[Problem set]:
(1) Rewrite the Sobhraj article, starting at the words "According to Interpol, in" and ending after "burnt the bodies.", with every "backpacker" changed to "traveler".
(2) Continue the article about the hunt for Sobhraj's partner, starting after its last sentence.

[Source text]:

Hunt still on for Sobhraj's partner in crime
Ajay Chowdhury, a former Delhi resident, was allegedly Sobhraj's trusted lieutenant, helping him commit a series of murders.
While serial killer Charles Sobhraj, caught and slapped with life imprisonment in Nepal for murder, has begun a legal fight to get his sentence overturned, Nepal's police are still searching for an Indian, believed to have been the Frenchman's partner in crime.

Ajay Chowdhury, a former resident of New Delhi, was allegedly Sobhraj's trusted lieutenant in the 70s, helping him commit a series of murders, robberies and passport thefts, according to the Nepal police and Interpol.
Chowdhury is also suspected of burning the victims' bodies to prevent quick identification.
According to Interpol, in December 1975, Sobhraj and Canadian Marie-Andree Leclerc, who was his mistress as well as second accomplice, came to Kathmandu from Bangkok, where they had set up base.
In Bangkok, Sobhraj and his partners killed Dutch tourist Henricus Bintanja and his girlfriend Cornelia Hemker. Then Sobhraj and Leclerc used the victims' passports to arrive in Kathmandu.
According to the Nepal police, Sobhraj befriended American backpacker Connie Jo Bronzich and her companion Canadian Laurent Carriere in Kathmandu, killed both and, following his old modus operandi, burnt the bodies.
Chowdhury was also in Kathmandu at that time and was spotted in the five-star hotel where Sobhraj was staying. He is also believed to have been involved in the grisly double murder.
"After the discovery of the bodies, we traced Chowdhury to a hotel in Kathmandu - Monumental Lodge near the historic royal palace in Basantapur," says Bishwa Lal Shrestha, who was the police officer investigating the case in 1975.
"But he gave us the slip. When we reached the lodge, we found he had slipped out minutes before."

Natural-language object grounding records
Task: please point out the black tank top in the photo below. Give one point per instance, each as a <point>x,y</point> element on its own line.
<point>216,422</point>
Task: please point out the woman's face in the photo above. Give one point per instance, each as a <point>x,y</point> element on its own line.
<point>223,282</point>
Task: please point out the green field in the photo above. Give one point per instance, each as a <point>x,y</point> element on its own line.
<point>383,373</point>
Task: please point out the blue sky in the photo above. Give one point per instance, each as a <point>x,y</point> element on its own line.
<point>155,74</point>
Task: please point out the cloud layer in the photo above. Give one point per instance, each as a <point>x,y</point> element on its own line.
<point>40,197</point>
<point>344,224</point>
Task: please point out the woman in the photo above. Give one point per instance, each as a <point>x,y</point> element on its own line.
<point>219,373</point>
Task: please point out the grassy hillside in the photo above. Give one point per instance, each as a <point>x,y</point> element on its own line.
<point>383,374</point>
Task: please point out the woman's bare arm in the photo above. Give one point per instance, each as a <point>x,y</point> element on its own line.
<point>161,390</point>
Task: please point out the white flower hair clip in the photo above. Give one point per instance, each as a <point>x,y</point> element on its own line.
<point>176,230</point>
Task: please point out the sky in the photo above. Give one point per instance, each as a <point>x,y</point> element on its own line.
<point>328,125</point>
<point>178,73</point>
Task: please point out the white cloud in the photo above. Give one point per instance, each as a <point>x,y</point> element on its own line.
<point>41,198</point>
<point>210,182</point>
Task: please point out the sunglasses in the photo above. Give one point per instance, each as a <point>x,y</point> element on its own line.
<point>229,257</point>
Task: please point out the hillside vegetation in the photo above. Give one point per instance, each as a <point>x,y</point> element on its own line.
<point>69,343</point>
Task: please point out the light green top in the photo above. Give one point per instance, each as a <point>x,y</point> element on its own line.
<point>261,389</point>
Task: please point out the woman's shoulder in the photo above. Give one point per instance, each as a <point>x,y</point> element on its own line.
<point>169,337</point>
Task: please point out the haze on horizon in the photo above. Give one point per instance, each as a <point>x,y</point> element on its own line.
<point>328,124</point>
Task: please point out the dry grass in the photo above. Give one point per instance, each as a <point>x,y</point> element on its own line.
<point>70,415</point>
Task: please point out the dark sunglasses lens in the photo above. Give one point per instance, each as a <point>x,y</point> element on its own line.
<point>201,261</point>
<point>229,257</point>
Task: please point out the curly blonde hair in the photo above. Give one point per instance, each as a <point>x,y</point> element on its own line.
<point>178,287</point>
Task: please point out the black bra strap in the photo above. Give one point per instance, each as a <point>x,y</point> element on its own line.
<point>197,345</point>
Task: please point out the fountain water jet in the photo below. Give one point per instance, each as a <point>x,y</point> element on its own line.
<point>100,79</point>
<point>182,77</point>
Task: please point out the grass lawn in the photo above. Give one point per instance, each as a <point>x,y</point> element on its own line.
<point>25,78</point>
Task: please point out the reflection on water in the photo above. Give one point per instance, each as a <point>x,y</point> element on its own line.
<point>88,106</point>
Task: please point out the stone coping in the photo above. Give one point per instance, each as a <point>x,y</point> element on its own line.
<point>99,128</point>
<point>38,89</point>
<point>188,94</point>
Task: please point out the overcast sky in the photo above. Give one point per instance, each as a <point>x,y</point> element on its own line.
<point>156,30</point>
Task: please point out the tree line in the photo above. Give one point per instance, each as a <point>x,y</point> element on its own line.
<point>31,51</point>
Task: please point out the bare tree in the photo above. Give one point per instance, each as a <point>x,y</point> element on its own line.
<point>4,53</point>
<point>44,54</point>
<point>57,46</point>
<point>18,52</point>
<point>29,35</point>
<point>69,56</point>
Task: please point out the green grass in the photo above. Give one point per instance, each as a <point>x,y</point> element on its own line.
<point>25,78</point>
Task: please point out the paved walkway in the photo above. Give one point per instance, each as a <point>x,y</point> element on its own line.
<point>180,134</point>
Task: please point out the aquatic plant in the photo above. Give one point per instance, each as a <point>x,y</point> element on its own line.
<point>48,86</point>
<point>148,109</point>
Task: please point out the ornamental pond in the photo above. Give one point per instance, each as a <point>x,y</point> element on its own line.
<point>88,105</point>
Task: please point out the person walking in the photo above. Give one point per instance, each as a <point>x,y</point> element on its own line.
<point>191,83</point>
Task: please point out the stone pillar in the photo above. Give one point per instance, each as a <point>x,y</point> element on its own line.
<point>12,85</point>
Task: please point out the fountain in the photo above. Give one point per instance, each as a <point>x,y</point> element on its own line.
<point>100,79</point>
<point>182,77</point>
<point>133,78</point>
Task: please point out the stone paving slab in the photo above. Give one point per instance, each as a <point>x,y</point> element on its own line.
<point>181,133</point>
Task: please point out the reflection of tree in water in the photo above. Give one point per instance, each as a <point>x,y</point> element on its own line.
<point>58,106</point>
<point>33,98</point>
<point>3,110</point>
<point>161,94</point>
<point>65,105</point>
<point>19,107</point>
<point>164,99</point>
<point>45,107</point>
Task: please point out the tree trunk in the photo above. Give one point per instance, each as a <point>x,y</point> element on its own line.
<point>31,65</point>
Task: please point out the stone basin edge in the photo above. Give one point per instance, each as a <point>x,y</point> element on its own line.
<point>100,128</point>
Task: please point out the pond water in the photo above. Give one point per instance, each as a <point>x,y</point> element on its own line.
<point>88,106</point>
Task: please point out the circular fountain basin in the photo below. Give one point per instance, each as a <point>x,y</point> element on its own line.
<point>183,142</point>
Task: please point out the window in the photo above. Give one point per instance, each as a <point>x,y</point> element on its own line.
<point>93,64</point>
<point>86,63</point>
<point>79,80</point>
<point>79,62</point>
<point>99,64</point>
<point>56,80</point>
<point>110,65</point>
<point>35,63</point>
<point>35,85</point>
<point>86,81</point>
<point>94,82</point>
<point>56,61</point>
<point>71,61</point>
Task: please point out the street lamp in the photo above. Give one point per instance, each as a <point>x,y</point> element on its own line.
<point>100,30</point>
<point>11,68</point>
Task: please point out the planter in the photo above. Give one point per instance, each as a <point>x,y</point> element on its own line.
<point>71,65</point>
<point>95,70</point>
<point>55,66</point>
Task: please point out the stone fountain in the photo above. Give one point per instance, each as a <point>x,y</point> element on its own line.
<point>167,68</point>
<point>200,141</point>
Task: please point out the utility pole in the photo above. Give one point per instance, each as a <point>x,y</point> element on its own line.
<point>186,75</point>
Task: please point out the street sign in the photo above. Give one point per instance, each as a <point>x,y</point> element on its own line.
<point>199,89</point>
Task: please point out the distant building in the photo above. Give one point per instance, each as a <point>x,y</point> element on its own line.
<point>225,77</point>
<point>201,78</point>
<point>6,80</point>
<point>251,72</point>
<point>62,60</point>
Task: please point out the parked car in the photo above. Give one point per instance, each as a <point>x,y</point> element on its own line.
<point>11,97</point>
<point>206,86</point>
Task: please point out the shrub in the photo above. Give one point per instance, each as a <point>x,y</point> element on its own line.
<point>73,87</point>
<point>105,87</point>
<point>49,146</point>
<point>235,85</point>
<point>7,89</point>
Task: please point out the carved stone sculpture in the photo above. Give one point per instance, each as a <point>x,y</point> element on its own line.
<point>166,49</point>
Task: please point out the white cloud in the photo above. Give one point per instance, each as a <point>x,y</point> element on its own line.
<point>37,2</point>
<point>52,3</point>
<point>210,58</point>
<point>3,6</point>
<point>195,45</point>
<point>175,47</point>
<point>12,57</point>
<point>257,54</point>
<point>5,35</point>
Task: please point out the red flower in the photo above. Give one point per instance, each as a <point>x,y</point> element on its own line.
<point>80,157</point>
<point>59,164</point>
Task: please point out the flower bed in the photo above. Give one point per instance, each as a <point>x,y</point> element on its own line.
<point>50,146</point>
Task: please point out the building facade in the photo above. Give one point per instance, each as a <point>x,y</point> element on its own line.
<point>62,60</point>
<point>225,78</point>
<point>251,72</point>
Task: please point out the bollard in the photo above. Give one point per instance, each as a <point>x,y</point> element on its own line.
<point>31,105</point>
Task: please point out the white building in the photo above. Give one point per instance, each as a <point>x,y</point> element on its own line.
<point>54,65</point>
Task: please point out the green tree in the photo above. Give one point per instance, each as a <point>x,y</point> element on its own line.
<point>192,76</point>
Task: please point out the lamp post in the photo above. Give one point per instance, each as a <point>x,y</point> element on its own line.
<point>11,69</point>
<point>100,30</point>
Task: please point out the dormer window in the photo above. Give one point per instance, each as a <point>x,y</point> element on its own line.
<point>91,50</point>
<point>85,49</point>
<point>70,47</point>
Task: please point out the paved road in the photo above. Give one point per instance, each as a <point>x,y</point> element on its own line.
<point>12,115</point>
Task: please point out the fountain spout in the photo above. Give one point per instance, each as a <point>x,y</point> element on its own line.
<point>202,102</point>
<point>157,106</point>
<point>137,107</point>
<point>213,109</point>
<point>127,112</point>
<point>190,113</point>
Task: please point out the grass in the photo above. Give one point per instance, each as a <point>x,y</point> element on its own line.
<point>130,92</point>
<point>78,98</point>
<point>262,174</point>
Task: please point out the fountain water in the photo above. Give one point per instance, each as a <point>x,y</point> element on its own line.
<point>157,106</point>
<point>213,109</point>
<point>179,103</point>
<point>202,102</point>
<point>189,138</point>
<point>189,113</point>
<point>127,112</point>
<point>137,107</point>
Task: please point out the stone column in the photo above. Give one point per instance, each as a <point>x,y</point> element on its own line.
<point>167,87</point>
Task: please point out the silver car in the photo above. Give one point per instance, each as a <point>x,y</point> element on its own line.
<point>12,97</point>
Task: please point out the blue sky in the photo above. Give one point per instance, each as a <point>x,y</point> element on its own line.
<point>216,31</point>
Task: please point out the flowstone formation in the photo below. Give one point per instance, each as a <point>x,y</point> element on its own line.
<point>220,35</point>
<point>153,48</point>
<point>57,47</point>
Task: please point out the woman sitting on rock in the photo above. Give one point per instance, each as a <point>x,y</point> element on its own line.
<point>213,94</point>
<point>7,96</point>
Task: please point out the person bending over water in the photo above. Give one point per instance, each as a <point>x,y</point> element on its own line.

[Responses to the tasks]:
(1)
According to Interpol, in December 1975, Sobhraj and Canadian Marie-Andree Leclerc, who was his mistress as well as second accomplice, came to Kathmandu from Bangkok, where they had set up base.
In Bangkok, Sobhraj and his partners killed Dutch tourist Henricus Bintanja and his girlfriend Cornelia Hemker. Then Sobhraj and Leclerc used the victims' passports to arrive in Kathmandu.
According to the Nepal police, Sobhraj befriended American traveler Connie Jo Bronzich and her companion Canadian Laurent Carriere in Kathmandu, killed both and, following his old modus operandi, burnt the bodies.

(2)
The trio - Sobhraj, Leclerc and Chowdhury - left Nepal by land to go to Varanasi in India, where they continued with murders and robberies.
Sobhraj's luck ran out in 1976 when both he and Leclerc were arrested and sent to jail. She agreed to testify against him, was paroled and deported to Canada. In 1984, the 38-year-old Leclerc died of ovarian cancer.
However, despite Delhi Police's attempts to nab him, Chowdhury remained at large.
According to a book published on Sobhraj, in 1976 the three had gone to Malaysia where Chowdhury was sent on an errand to collect gems from a mining town. When he returned, the two men went into a jungle but only Sobhraj returned.
Shrestha, however, discounts the theory that Chowdhury was murdered by Sobhraj to obliterate records of their crimes.
"Chowdhury was spotted much later in Germany," he says.
When the nearly three-decade-old double murder case file was reopened in Nepal in 2003 following Sobhraj's arrest in Kathmandu, the police once again began a lookout for Chowdhury.
"I feel Nepal is safer for him than India," Shrestha says. "The Indian police are more organised, also, he is better known in India. In Nepal, after 30 years, it would be easy for Chowdhury to hide himself."
Even the Interpol file on Chowdhury still remains open.